══ Text excerpt ══
RV Sewer Dumping. Yes, we all have to do it at some point. It’s the right of passage into the RV world. Everyone in the park loves to watch the newbie with the brand new sewer hose figuring out the procedure for the first time. If you’re a new RVer and looking for some advice and tips then this blog post is for you. I’ll let you know how I do the deed and what equipment I use.
RV Sewer Dumping Equipment
First the equipment and the first tip: don’t cheap out on your sewer hose! Having your vital hose leak or burst because you wanted to save $20 bucks is not worth it. The hose I went with is called a Viper and made by Valterra. It cost in the neighborhood of $50 and came with a sewer hole connector and 15 feet of hose. So far I have used it for over a year and at more than 100 campsites and not a leak. The thing is tough! I’ve dragged it around on the ground, stepped on it and cram it in/yank it out of the RV bumper.
I chose this particular one because of it’s resilient, very flexible, crushproof rubber hosing and simple quick connections. Also, it collapses to a very short size for easy storage. If you need a longer run, extensions are available and connect very easily and quickly as well. The connector for the campground sewer is very versatile and designed to fit many sewer hole designs, and there are many!!
The next equipment tip I have is to get yourself a clear plastic window attachment, this way you get to see what’s coming out of the tanks. Gross but very important to know the state of the tank.
Finally, as all plumbers know, S#*t runs down hill, so invest in a handy sewer support. Not only does it aid in a quick evacuation of the nasty waste but some RV parks demand some sort of support system. It allows you to set up the hose to have a nice even down incline which really allows the tanks to drain quickly. The faster the flow the more likely solids and debris will be sucked out of the tank.
So that is the RV sewer dumping equipment I use along with a good set of rubber gloves, some hand cleaner, and one more thing. Some parks I’ve visited demand that you use what’s called a sewer donut or ring, a round rubber device used to seal off the ground sewer connection. I’m not a big fan of these because they could be easily kicked loose but if the sewer hole has no threads it will come in handy. I believe in Florida it is a law that you use one.
═══
══ Rows ══
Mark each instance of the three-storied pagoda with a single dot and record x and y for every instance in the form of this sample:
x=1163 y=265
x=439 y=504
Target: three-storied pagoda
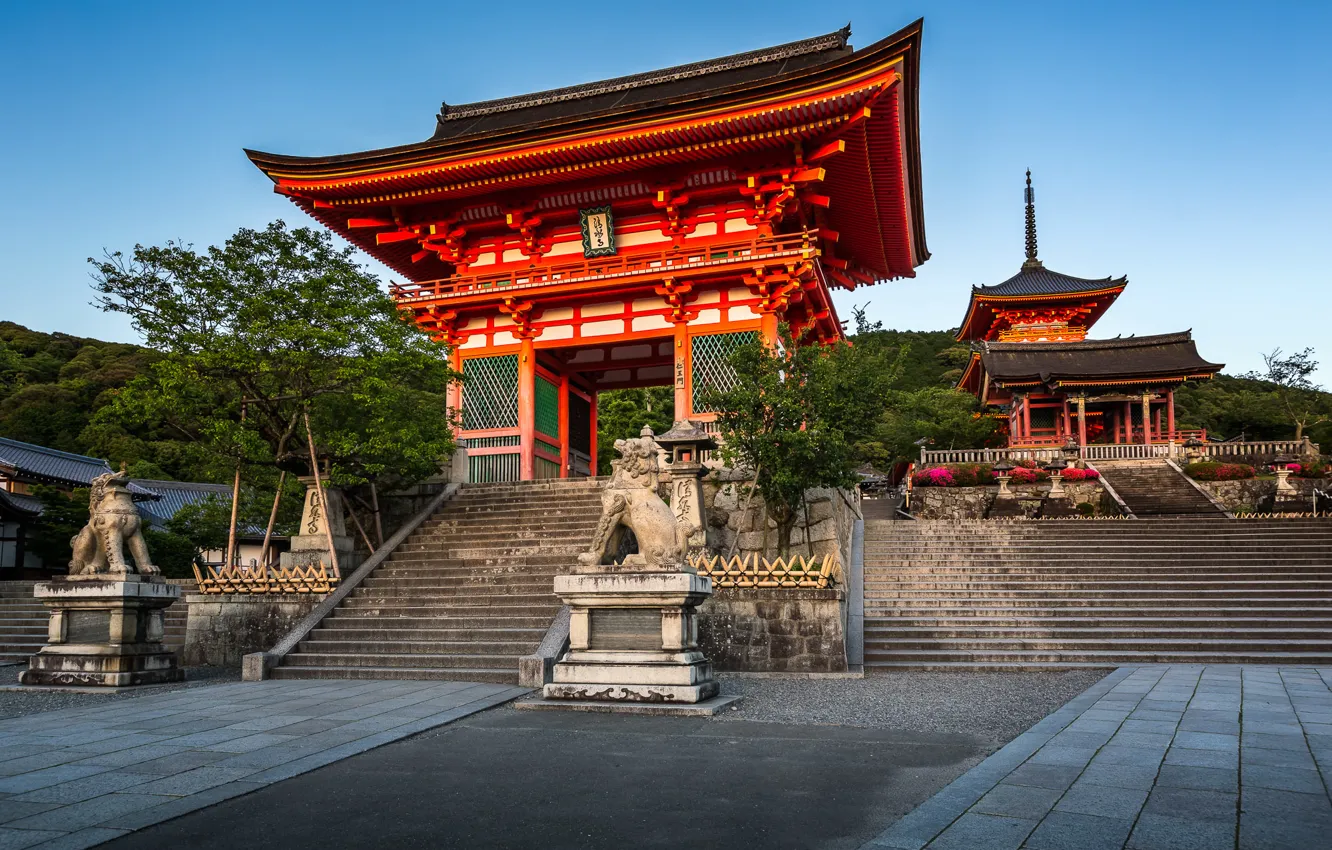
x=1032 y=361
x=634 y=232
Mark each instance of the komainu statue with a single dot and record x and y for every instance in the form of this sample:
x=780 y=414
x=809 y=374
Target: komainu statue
x=630 y=504
x=112 y=524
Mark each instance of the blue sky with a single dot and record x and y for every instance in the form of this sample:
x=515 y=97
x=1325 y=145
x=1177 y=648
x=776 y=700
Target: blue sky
x=1183 y=144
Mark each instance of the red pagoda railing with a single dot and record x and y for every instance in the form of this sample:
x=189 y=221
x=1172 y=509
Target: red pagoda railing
x=646 y=263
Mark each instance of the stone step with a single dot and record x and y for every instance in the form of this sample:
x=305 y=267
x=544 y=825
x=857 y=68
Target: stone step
x=1099 y=658
x=1100 y=645
x=465 y=674
x=340 y=620
x=384 y=632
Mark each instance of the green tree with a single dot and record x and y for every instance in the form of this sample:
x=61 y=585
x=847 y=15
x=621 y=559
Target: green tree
x=1291 y=379
x=794 y=417
x=281 y=323
x=622 y=413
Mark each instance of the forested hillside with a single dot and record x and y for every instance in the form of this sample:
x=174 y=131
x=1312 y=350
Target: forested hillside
x=52 y=387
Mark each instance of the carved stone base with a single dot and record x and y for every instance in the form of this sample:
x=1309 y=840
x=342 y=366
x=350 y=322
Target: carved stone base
x=633 y=637
x=104 y=632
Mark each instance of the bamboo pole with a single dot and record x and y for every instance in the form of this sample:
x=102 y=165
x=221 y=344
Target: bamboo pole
x=319 y=489
x=369 y=546
x=236 y=500
x=374 y=502
x=272 y=520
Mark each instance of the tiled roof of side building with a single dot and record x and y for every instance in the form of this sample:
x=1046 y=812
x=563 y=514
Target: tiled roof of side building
x=1160 y=355
x=1042 y=281
x=43 y=465
x=19 y=504
x=641 y=88
x=176 y=494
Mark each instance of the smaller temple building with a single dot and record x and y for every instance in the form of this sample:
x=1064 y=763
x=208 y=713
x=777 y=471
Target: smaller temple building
x=1032 y=363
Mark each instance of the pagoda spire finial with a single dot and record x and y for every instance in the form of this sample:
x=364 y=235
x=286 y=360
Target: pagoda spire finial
x=1032 y=263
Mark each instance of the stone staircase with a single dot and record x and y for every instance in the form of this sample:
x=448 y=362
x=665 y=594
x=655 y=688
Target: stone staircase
x=1036 y=594
x=465 y=596
x=1155 y=489
x=23 y=621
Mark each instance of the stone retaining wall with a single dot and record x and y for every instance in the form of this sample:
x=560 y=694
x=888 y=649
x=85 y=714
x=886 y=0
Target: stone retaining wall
x=825 y=528
x=974 y=502
x=774 y=629
x=1256 y=494
x=223 y=628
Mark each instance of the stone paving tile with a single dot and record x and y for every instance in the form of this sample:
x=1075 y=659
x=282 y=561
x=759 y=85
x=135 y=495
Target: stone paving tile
x=76 y=778
x=1198 y=758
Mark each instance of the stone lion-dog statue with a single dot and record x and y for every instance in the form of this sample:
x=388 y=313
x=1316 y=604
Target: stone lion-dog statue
x=630 y=501
x=112 y=524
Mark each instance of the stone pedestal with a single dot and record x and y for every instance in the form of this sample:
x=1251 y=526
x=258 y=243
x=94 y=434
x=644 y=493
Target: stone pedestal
x=104 y=632
x=633 y=637
x=311 y=545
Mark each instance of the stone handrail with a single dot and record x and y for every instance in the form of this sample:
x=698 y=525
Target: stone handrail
x=1119 y=452
x=256 y=665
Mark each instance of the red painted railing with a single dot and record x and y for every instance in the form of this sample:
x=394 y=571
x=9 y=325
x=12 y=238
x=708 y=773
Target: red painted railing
x=649 y=263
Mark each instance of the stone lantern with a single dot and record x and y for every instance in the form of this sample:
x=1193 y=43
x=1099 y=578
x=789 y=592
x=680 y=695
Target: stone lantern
x=1056 y=478
x=1071 y=450
x=1282 y=466
x=685 y=444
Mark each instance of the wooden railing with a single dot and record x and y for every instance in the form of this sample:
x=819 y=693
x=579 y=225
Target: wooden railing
x=755 y=572
x=632 y=263
x=315 y=578
x=1120 y=452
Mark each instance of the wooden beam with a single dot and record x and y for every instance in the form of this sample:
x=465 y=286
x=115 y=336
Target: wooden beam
x=822 y=152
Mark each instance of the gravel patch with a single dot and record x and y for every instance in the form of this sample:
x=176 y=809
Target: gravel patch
x=997 y=706
x=21 y=702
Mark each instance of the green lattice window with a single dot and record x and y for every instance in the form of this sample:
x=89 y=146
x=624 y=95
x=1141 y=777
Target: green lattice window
x=711 y=359
x=548 y=408
x=490 y=392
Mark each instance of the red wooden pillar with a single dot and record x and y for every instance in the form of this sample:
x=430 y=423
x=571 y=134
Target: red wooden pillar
x=592 y=438
x=683 y=373
x=526 y=411
x=454 y=392
x=564 y=425
x=1082 y=420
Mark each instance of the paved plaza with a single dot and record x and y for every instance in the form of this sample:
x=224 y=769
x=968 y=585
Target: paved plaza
x=1151 y=758
x=79 y=777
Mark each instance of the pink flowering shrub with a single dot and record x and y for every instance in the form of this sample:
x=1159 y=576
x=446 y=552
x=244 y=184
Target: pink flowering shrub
x=1080 y=474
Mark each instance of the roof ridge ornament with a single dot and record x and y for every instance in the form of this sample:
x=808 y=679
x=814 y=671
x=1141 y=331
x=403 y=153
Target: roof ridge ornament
x=1032 y=263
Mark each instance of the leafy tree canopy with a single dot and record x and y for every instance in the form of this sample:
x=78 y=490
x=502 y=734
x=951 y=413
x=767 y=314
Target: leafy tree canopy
x=285 y=323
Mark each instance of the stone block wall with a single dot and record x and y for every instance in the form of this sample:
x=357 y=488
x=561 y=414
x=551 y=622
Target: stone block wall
x=774 y=629
x=224 y=628
x=1258 y=494
x=974 y=502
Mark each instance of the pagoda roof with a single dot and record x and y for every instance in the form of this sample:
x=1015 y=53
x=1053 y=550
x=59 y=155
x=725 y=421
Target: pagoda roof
x=1168 y=357
x=818 y=92
x=1036 y=285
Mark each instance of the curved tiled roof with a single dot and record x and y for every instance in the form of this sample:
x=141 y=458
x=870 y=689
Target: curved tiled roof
x=39 y=464
x=689 y=79
x=1042 y=281
x=1163 y=355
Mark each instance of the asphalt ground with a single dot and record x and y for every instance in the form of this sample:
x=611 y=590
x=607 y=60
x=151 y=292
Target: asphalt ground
x=520 y=780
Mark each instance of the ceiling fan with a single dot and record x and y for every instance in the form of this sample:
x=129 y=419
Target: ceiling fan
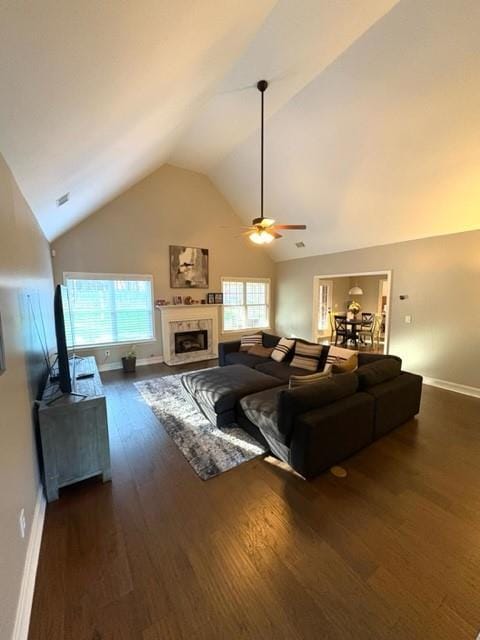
x=265 y=230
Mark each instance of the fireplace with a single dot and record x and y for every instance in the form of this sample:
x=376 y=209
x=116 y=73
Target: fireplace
x=188 y=341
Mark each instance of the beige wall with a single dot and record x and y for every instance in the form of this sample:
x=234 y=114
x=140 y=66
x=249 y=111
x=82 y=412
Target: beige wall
x=441 y=277
x=132 y=234
x=25 y=269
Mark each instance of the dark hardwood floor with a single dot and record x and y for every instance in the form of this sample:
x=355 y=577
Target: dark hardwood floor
x=390 y=552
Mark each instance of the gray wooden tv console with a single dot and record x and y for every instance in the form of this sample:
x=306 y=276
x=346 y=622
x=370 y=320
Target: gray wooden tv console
x=74 y=433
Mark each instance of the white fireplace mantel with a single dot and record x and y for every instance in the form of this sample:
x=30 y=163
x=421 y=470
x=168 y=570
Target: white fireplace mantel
x=184 y=318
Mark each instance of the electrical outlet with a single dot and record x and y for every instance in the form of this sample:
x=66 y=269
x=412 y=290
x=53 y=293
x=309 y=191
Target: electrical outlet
x=22 y=523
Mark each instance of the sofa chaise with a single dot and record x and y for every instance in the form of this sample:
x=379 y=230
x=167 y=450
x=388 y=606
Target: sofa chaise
x=314 y=426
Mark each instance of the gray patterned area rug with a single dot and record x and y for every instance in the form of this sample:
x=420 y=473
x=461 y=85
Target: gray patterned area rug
x=208 y=449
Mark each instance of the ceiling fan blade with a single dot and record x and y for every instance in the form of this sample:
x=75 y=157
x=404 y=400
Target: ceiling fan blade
x=291 y=226
x=238 y=226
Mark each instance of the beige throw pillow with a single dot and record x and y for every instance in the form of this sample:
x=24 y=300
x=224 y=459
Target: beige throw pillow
x=337 y=355
x=283 y=347
x=346 y=366
x=260 y=350
x=301 y=381
x=307 y=356
x=246 y=342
═══
◆ Goal of the exercise ◆
Please continue the blog post on RV sewer dumping, starting right after its last sentence. The records aren't needed for this.

◆ Result for this task ◆
My RV Sewer Dumping Procedure
Here I will explain the procedure I use when dumping and when I dump. I generally arrive at the RV site with near empty tanks so for the first day or so I use the RV and don’t worry about sewer hook up. I like to have almost full tanks when I dump as this gives the tanks a nice flush out. This helps remove many of the solids that may be in the waste. When I hook up, I first place a small bucket under the RV sewer outlet. This is to catch the dribble that usually comes out from some fluids making it passed the tank valve seals during transit. Then I hook on my clear plastic elbow and the hose. I attach the end connector into the sewer hole making sure it’s a snug fit and then hook up the hose to that. Finally I elevate the hose on the sewer support making sure it has a nice incline to the sewer ground hole.
I empty the black tank first and then follow with the gray tanks. That way the gray mostly soapy water cleans out the hose. My trailer comes with a black tank flushing system so every 5 dumps or so I will run the flushing system to rinse out the black tank. This is where the clear elbow comes in handy as I can see the waste output getting cleaner and cleaner and know when the tanks is clean.
After I finish emptying the tanks I go and add some fresh water to each, maybe a couple of gallons or so. This way they don’t dry out and during transit, the swishing action will help clean the tank walls.
RV Holding Tank Chemicals
I generally use nothing but water in my tanks and rarely have issues with odor. One thing I do is use lots of water when on full hookups. This helps dilute the waste. If doing a lot of dry camping and need to conserve water and the weather is fairly hot I find the best stuff to use is Happy Campers holding tank treatment. A little goes a long way and has no smell to it what so ever.
Video clip of the RV Sewer Dumping in action
Everyone has their little secrets and methods, this is how I carry out the nasty task. Hopefully, this will help out new RVers with their first dumping experience. If anyone has more tips or questions feel free to comment below.
For more great RVing information subscribe to the monthly newsletter. Receive my eBook “Tips for the RV Life” as a gift.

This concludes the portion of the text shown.